**Text under study:**
------------------------------------------------

Stored in orange-capped vials for mass distribution, the DRUL buffer is part of an inexpensive saliva-based COVID test developed at Rockefeller. (Credit: Rockefeller University)

In the early days of the pandemic, with commercial COVID tests in short supply, researchers at Rockefeller University developed an in-house assay to identify positive cases within the Rockefeller community. It turned out to be easier and safer to administer than the tests available at the time, and it has been used tens of thousands of times over the past nine months to identify and isolate infected individuals working on the university’s campus.

Now, a new study confirms that the test performs as well, if not better, than FDA-authorized nasal and oral swab tests. In a direct head-to-head comparison of 162 individuals who received both Rockefeller’s “DRUL” saliva test and a conventional swab test, DRUL caught all of the cases that the swabs identified as positive — plus four positive cases that the swabs missed entirely.

The DRUL test offered several advantages. It was safe — a test that could be taken at home and sent to the lab in transport medium that kills virus on contact. It was efficient. The assay used only off-the-shelf reagents, ducking beneath shortages that felled other programs. It was inexpensive, costing around $2 per test.

------------------------------------------------

**Phrase grounding data:**
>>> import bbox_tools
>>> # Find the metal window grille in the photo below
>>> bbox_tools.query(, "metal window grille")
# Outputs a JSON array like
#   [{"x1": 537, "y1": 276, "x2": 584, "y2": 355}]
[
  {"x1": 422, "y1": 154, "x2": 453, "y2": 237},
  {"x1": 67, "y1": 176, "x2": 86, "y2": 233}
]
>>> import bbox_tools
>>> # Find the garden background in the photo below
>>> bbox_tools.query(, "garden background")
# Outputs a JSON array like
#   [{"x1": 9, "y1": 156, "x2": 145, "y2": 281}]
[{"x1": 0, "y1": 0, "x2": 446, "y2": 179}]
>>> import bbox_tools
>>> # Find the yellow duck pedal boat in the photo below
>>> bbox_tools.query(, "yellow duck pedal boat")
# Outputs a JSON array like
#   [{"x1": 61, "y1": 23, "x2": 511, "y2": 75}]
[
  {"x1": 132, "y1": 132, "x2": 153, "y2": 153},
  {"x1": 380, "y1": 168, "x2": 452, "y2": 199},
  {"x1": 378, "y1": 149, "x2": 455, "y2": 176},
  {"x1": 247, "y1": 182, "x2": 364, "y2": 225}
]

------------------------------------------------

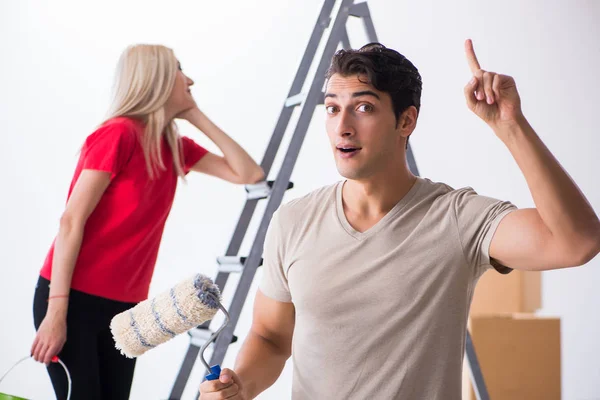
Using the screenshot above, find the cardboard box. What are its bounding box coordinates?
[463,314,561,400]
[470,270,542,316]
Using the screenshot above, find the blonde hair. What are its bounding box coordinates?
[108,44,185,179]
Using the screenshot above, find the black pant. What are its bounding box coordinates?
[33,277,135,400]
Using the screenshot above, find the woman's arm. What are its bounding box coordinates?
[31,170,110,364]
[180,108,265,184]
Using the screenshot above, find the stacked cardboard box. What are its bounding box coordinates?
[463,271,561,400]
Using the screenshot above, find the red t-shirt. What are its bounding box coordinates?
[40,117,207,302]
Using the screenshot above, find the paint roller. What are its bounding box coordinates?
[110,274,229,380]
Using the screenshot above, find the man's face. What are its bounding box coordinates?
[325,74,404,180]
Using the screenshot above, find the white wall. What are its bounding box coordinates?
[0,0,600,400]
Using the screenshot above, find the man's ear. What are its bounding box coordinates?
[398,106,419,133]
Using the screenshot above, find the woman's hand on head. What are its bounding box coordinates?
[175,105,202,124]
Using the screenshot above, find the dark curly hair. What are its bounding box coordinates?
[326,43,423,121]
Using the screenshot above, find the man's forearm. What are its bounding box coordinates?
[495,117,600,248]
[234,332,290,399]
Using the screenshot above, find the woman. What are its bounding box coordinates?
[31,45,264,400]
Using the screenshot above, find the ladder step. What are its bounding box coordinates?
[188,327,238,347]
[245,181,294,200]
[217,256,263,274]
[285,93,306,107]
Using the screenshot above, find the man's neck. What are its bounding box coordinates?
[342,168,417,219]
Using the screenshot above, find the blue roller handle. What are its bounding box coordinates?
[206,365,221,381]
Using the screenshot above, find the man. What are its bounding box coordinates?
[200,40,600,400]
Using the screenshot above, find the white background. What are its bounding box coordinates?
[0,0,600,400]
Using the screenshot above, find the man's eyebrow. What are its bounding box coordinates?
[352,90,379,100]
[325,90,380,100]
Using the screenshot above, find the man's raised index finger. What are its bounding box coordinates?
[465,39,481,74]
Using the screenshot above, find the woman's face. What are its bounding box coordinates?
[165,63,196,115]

------------------------------------------------

**Requirement:** Condense the paragraph starting "The DRUL test offered several advantages" from the article on Rockefeller's saliva-based COVID test into a bulleted list.

**Exercise response:**
- Safe: can be taken at home and sent to the lab in a transport medium that kills the virus on contact
- Efficient: uses only off-the-shelf reagents, avoiding the shortages that stopped other programs
- Inexpensive: about $2 per test